## TEXTE CITÉ
* * * * * * *

Le refus des Lumières

Le Pape fait son métier : il veut des fidèles. Il craint de perdre sa clientèle. Et donc la rhétorique de Ratzinger, comme celle de son prédécesseur, ne recule devant rien, pas même devant la reductio ad Hitlerum et Stalinum : Wojtyla avait écrit que « si l’homme peut décider par lui-même, sans Dieu, de ce qui est bon et de ce qui est mauvais, il peut aussi disposer qu’un groupe d’hommes soit anéanti. Des décisions de ce genre furent prises sous le troisième Reich. ». Ainsi les horreurs du siècle passé seraient dues à l’athéisme.

Et d’où vient cet athéisme ? C’est la faute à Voltaire ! Comme on est cultivé au Vatican, on remonte plus loin : c’est la faute à Descartes, au cogito, à l’audace de se demander comme le fait Descartes si l’idée que nous avons de Dieu n’est pas aussi vide que celle d’une chimère, au lieu de se donner d’abord Dieu comme un être qui s’impose à nous avant tout examen et auquel il faut que nous soyons soumis. C’est aussi la faute à Kant, car il a pour thèse principale l’autonomie, c’est-à-dire la subordination de la croyance en Dieu à la moralité. Kant veut dire en effet que si nous nous conduisons bien parce que, croyant en Dieu, nous craignons son châtiment ou espérons ses récompenses, il n’y a aucune moralité dans notre conduite ; notre vie n’a de valeur morale que si elle a pour principe la libre reconnaissance du bien-fondé de l’honnêteté. Si, prolongée par la croyance en Dieu, notre conviction morale se renforce par une espérance en la réalisation de la justice, alors et alors seulement cette foi (qu’il appelle « pratique rationnelle » ou « raisonnable ») n’est plus une affaire de marchandage. Alors croire en un Dieu bon qui a créé un monde où le bien n’est pas irréalisable a un sens. Bref, Kant subordonne la théologie à la morale au lieu comme le Pape de faire dépendre la moralité de la croyance.

* * * * * * *

## DONNÉES FOURNIES
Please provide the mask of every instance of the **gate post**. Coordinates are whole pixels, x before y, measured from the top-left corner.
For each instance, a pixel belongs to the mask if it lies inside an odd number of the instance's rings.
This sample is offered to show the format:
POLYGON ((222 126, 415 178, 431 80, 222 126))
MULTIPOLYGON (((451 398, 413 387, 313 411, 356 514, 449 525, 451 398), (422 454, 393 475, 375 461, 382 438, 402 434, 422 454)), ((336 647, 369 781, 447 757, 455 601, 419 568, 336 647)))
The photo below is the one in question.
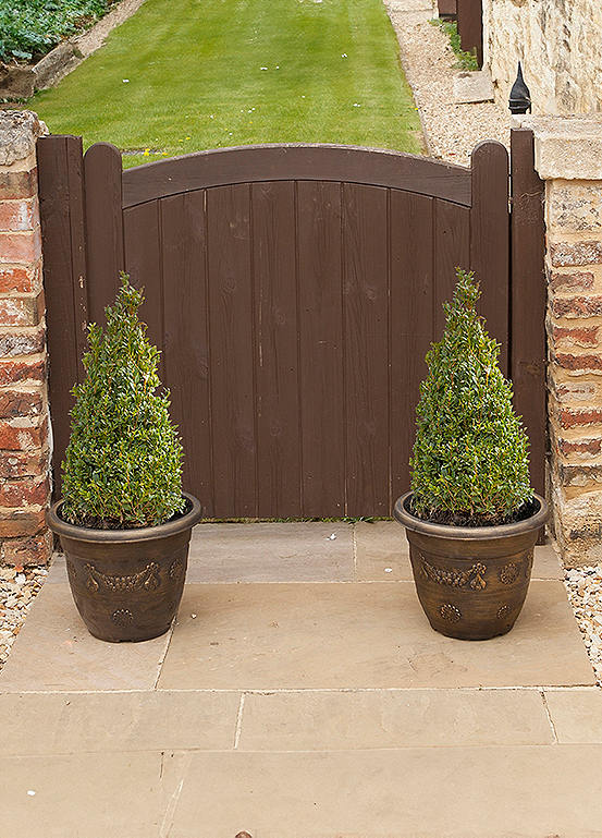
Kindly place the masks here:
POLYGON ((52 538, 35 113, 0 112, 0 559, 46 563, 52 538))
POLYGON ((545 183, 550 494, 565 564, 602 560, 602 114, 532 117, 545 183))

* * * * * * *

## PROBLÈMES ET TÂCHES
A) Recopiez à l'identique le passage du texte sur le refus des Lumières qui commence par « Le refus des » et se termine par « dues à l’athéisme. ».
B) Reproduisez mot pour mot toutes les lignes des entrées, en omettant les images.
Les entrées n'ont aucun lien avec le texte.

## RÉPONSES PAR TÂCHE
A)
Le refus des Lumières

Le Pape fait son métier : il veut des fidèles. Il craint de perdre sa clientèle. Et donc la rhétorique de Ratzinger, comme celle de son prédécesseur, ne recule devant rien, pas même devant la reductio ad Hitlerum et Stalinum : Wojtyla avait écrit que « si l’homme peut décider par lui-même, sans Dieu, de ce qui est bon et de ce qui est mauvais, il peut aussi disposer qu’un groupe d’hommes soit anéanti. Des décisions de ce genre furent prises sous le troisième Reich. ». Ainsi les horreurs du siècle passé seraient dues à l’athéisme.

B)
Please provide the mask of every instance of the **gate post**. Coordinates are whole pixels, x before y, measured from the top-left corner.
For each instance, a pixel belongs to the mask if it lies inside an odd number of the instance's rings.
This sample is offered to show the format:
POLYGON ((222 126, 415 178, 431 80, 222 126))
MULTIPOLYGON (((451 398, 413 387, 313 411, 356 514, 449 525, 451 398), (422 454, 393 475, 375 461, 382 438, 402 434, 422 454)), ((336 647, 369 781, 447 757, 455 601, 419 568, 336 647)))
The photo below is the one in question.
Kindly place the masks here:
POLYGON ((52 538, 35 113, 0 112, 0 559, 46 563, 52 538))
POLYGON ((545 183, 550 494, 565 564, 602 560, 602 114, 532 117, 545 183))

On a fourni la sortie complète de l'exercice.